On 3/2/10, Simon Josefsson <address@hidden> wrote:
>
>  > it would be not necessary if the --*-common arguments are introduced
>  > because then the macro prefix can be generated automatically.
>
>
> But I don't see how it would work because of module interdependency's.
>  I think there are two main cases:
>
>  1) There is only one configure.ac that runs both gnulib m4 scripts in
>    src/ and in the modules/foo/ directories.  (I'm using this model in
>    GNU Libidn, Shishi and GSS.)

this is not an option.
each module should be usable as is.
e.g., if you have clisp installed on your system, but, e.g., the
wildcard module is not supplied, you should be able to get the
wildcard module from the cvs (or tarball),
configure it, telling it which clisp installation to build against:
./configure --with-clisp=/usr/loca/bin/clisp
make && make install
and it is installed in your ~/.clisp/dynmod
and you can now use it like this:
$ clisp
> (require "wildcard")

Ergo: each module must have its own configure, which accepts --with-clisp
and uses build-aux &c based on that.

that's how it works now and that's how it should work in the future.

>  2) There are two configure.ac that has its own gnulib m4 scripts.  (I'm
>    using this model in GnuTLS and GNU SASL.)
>
>    You want the modules/foo/ directory to --avoid all modules from src/.

Extracted records:
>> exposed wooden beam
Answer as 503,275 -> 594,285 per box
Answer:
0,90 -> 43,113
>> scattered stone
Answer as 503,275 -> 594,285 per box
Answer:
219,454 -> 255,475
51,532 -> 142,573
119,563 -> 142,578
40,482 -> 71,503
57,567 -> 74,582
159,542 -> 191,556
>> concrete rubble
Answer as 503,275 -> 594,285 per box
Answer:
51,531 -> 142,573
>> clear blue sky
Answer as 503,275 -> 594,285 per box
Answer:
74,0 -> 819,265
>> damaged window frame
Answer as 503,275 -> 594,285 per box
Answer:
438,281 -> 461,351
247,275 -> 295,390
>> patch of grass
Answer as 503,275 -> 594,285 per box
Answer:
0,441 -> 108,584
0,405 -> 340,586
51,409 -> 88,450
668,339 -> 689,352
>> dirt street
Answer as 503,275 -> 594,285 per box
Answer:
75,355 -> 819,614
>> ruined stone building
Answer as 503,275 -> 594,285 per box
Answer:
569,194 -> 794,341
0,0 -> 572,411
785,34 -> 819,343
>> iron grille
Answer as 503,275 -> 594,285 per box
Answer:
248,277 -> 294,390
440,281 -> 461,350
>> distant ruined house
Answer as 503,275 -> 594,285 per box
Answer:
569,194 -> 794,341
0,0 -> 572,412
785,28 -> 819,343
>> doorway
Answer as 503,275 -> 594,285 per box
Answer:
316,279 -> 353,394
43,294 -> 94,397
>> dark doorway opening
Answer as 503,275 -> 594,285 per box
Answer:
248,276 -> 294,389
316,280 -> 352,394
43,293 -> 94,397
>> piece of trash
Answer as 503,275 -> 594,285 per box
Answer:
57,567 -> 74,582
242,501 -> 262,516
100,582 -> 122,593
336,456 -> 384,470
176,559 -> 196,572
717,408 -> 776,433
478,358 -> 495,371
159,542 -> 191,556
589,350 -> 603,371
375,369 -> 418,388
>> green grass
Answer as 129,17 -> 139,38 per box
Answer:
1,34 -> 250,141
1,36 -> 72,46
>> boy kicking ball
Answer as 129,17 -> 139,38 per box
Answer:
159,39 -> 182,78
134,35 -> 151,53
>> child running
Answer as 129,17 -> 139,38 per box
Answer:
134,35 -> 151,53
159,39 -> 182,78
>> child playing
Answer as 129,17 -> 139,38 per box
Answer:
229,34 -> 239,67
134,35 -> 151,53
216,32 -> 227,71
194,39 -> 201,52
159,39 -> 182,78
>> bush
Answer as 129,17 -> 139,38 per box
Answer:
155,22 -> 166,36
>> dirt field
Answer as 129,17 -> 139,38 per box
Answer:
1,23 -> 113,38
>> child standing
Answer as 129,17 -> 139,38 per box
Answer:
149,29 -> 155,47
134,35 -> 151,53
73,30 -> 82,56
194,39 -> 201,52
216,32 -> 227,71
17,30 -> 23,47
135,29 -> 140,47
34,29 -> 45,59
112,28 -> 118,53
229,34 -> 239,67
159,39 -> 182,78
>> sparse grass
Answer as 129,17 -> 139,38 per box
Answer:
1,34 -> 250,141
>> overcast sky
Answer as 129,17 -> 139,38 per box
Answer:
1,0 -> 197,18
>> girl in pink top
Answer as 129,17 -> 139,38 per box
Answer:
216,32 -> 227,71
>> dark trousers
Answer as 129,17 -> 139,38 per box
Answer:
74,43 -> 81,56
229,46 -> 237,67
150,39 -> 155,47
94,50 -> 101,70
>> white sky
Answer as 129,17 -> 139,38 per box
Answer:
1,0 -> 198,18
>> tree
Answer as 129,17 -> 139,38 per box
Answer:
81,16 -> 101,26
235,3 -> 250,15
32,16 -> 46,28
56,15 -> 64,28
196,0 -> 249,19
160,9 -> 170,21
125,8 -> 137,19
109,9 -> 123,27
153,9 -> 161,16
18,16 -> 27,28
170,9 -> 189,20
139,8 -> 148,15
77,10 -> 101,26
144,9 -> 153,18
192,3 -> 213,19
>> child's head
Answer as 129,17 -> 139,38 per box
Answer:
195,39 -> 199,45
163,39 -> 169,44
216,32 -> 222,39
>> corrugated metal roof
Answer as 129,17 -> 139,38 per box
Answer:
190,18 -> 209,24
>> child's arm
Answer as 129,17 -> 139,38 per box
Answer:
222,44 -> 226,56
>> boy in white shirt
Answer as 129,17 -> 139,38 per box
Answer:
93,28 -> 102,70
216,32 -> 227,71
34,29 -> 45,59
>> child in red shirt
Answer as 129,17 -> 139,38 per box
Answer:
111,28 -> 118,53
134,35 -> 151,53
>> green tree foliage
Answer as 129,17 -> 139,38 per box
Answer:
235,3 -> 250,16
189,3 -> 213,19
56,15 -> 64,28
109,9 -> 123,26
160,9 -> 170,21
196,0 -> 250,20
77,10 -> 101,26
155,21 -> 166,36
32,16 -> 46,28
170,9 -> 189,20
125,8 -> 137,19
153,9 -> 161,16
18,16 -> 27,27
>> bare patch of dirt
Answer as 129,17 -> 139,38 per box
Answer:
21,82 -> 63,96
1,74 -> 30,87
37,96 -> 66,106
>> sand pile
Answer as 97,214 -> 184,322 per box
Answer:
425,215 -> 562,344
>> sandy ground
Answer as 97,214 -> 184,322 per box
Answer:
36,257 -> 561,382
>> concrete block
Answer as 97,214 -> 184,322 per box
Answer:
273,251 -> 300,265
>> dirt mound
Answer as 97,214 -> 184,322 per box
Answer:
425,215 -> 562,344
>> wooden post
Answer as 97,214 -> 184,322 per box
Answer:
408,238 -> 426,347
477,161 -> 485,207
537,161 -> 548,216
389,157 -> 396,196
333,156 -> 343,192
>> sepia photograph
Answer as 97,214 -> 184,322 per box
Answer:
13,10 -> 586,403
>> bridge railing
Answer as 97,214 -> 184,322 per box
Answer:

STATED TASK 1
Return the part of the email from "On 3/2/10, Simon" to "be generated automatically.", copied verbatim.
STATED TASK 2
Summarize the email in two sentences.

COMPLETE OUTPUT 1
On 3/2/10, Simon Josefsson <address@hidden> wrote:
>
>  > it would be not necessary if the --*-common arguments are introduced
>  > because then the macro prefix can be generated automatically.

COMPLETE OUTPUT 2
The email quotes Simon Josefsson describing two setups for gnulib m4 scripts: either one configure.ac that runs them in both src/ and the modules/foo/ directories, or two configure.ac files that each have their own. The reply rejects the single-configure setup, stating that each module must be usable as is and must have its own configure that accepts --with-clisp, as it works now.